* _Aim of the exercise_:
Write the next part of the text on India's manufacturing PMI, starting right after its last line.

* _Excerpted text_:
********
What Happened
- The HSBC India Manufacturing Purchasing Managers' Index (PMI) rose to 56.9 in February 2026, up from 55.4 in January — marking a four-month high
- Factory output expanded at the fastest pace in four months, driven by strong domestic demand and a healthy rise in new orders
- Employment in manufacturing rose at the fastest pace in four months, as companies hired additional staff to manage higher workloads
- Input cost inflation remained moderate and unchanged from January, while output price inflation rose faster than the long-run trend
- New export orders growth slowed to the weakest pace in 17 months — a contrast to the strong domestic momentum
- Business confidence stayed positive, with 16% of surveyed firms expecting output growth over the next 12 months
Static Topic Bridges
Purchasing Managers' Index (PMI) — Construction and Interpretation
The Purchasing Managers' Index (PMI) is a survey-based leading economic indicator that measures the direction of change in business conditions in the manufacturing and services sectors. It is compiled by S&P Global (formerly IHS Markit) in India through monthly surveys of approximately 500 manufacturing firms and 400 services firms. PMI is considered a forward-looking indicator because purchasing managers are among the first to sense changes in demand and production conditions.
- PMI construction: Based on five sub-indices — New Orders (30%), Output (25%), Employment (20%), Suppliers' Delivery Times (15% — inverted), Stocks of Purchases (10%)
********
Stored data

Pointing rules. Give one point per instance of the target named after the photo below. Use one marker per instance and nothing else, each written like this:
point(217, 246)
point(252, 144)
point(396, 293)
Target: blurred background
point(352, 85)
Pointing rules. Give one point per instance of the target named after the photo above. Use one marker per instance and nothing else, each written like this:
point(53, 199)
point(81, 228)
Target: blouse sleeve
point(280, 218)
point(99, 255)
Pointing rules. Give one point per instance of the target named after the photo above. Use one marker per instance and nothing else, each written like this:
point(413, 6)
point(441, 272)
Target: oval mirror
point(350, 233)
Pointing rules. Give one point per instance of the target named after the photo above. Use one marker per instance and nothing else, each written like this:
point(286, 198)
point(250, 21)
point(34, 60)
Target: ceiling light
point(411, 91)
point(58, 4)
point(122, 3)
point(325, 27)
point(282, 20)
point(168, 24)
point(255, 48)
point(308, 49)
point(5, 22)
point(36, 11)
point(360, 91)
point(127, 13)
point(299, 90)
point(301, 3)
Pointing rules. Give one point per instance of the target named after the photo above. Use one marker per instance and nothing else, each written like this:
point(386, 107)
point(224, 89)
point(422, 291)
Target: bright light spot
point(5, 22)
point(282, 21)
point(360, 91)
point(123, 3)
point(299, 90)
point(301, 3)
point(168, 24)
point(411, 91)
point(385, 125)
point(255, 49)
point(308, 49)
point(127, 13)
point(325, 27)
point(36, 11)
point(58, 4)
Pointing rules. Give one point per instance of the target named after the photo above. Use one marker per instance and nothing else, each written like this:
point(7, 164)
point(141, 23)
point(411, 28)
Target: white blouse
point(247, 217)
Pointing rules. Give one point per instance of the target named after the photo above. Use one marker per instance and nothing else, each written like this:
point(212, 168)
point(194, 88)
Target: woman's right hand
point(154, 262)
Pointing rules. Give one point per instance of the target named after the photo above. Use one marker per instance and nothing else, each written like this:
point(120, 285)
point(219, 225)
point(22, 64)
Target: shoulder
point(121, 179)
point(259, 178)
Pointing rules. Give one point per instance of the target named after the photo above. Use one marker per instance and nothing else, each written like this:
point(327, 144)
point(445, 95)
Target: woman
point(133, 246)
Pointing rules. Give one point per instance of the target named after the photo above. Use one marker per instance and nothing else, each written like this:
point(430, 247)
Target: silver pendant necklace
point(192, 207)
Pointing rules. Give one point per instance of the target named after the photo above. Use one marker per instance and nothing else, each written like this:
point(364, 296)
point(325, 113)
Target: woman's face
********
* _Result for this exercise_:
- Reading above 50 = expansion; below 50 = contraction; exactly 50 = no change from previous month
- India's manufacturing PMI has been consistently above 50 since mid-2021, one of the longest expansion streaks among major emerging markets
- Two key PMI indices for India: HSBC India Manufacturing PMI and HSBC India Services PMI — combined into the Composite PMI
- PMI contrasts with GDP data (lagged, quarterly) and IIP (Index of Industrial Production) — PMI is monthly and forward-looking
Connection to this news: The February 2026 reading of 56.9 signals that India's factory sector is in strong expansionary territory, consistent with the government's narrative of economic momentum and manufacturing-led growth.
Index of Industrial Production (IIP) and Its Relationship to PMI
While PMI is a sentiment/survey-based index, the Index of Industrial Production (IIP) is an official government statistical measure that quantifies the volume change in industrial output. Both indicators are used to track the health of India's manufacturing sector, though they differ in methodology, coverage, and timing.
- IIP is released monthly by the Ministry of Statistics and Programme Implementation (MoSPI), with a ~6-week lag
- IIP base year: 2011-12; covers manufacturing (77.6% weight), mining (14.4%), and electricity (8%)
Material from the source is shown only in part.